### Texto citado:
#####
Diálogo con Mariana Solorzano
* "Repensando México, desde Oaxaca" es una serie de entrevistas que compila voces y perspectivas sobre el país, y sobre la vida, provenientes del estado. Se trata, simplemente, de enriquecer el vasto imaginario que confluye en el territorio mexicano.
Cuenta la gente que, en la comunidad de San Pedro Comitancillo, en el Istmo de Tehuantepec, Oaxaca, todas las mañanas (antes de que salga el sol) circula un espíritu joven y comprometido con su comunidad, que está enamorado de vivir en su comunidad y hacer la vida ahí. Es una mujer apasionada de su tierra.
Mariana Solorzano Cruz se define como nieta de Lola Fren e hija de Naelia. Comparte que la gente tiene distintas versiones y visiones de su persona. Algunos en el pueblo dirán que es activista sobre temas culturales, los derechos de las mujeres, el respeto, la radio comunitaria, la comunalidad y la defensa del territorio. Así dice que la ubican en su pueblo, como una joven loquilla. Actualmente, colabora en el Centro Autónomo Comunal Universitario Ndaniguia como parte de la Universidad Autónoma Comunal de Oaxaca.
El arte del encuentro y el reconocimiento del otro
¿Qué es lo que Mariana recuerda de su niñez?
Crecer y vivir mi infancia en San Pedro Comitancillo ha sido muy importante. A través de los años he visto el paso de mi comunidad con mis propios ojos, he visto su transformación. Me ha impactado desde pequeña ver los cambios políticos, sociales y naturales de mi pueblo. Me sorprenden un montón de cosas todo el tiempo, pero en especial el impacto visual entorno a la naturaleza. De niña me recuerdo mirando los árboles, el cerro del indio dormido o la garza; cómo se morían unos árboles y nacían otros. A veces pienso cómo ha cambiado el tiempo, porque soy observadora de mi comunidad.
Mis abuelos me enseñaron a leer el tiempo, las nubes y a observar. Ellos eran buenos observadores del tiempo. Guiaban su vida mirando el cielo. Mis abuelos y toda su generación con la que crecí, marcaron mi vida de manera importante; gente que acaba de fallecer entre los 90 y 100 años. Es una generación especial la que se está falleciendo.
#####
### Sección de datos:
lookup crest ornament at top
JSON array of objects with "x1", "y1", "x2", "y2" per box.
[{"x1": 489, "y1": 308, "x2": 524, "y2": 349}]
#####
### Tareas por realizar:
- 1) Indique si cada una de las afirmaciones siguientes concuerda con la entrevista a Mariana Solorzano, respondiendo sí o no y citando textualmente las palabras que lo deciden: (a) Mariana colabora actualmente en el Centro Autónomo Comunal Universitario Ndaniguia. (b) Sus abuelos le enseñaron a leer el tiempo y las nubes. (c) San Pedro Comitancillo se encuentra en la Sierra Norte de Oaxaca.
- 2) Reproduzca fielmente el fragmento de la entrevista a Mariana Solorzano comprendido entre "El arte del" y "de mi comunidad.", ambos incluidos.
Las líneas de datos proceden de otra fuente.

### Soluciones completas:
- 1)
(a) Sí: "Actualmente, colabora en el Centro Autónomo Comunal Universitario Ndaniguia como parte de la Universidad Autónoma Comunal de Oaxaca."
(b) Sí: "Mis abuelos me enseñaron a leer el tiempo, las nubes y a observar."
(c) No: "en la comunidad de San Pedro Comitancillo, en el Istmo de Tehuantepec, Oaxaca".

- 2)
El arte del encuentro y el reconocimiento del otro
¿Qué es lo que Mariana recuerda de su niñez?
Crecer y vivir mi infancia en San Pedro Comitancillo ha sido muy importante. A través de los años he visto el paso de mi comunidad con mis propios ojos, he visto su transformación. Me ha impactado desde pequeña ver los cambios políticos, sociales y naturales de mi pueblo. Me sorprenden un montón de cosas todo el tiempo, pero en especial el impacto visual entorno a la naturaleza. De niña me recuerdo mirando los árboles, el cerro del indio dormido o la garza; cómo se morían unos árboles y nacían otros. A veces pienso cómo ha cambiado el tiempo, porque soy observadora de mi comunidad.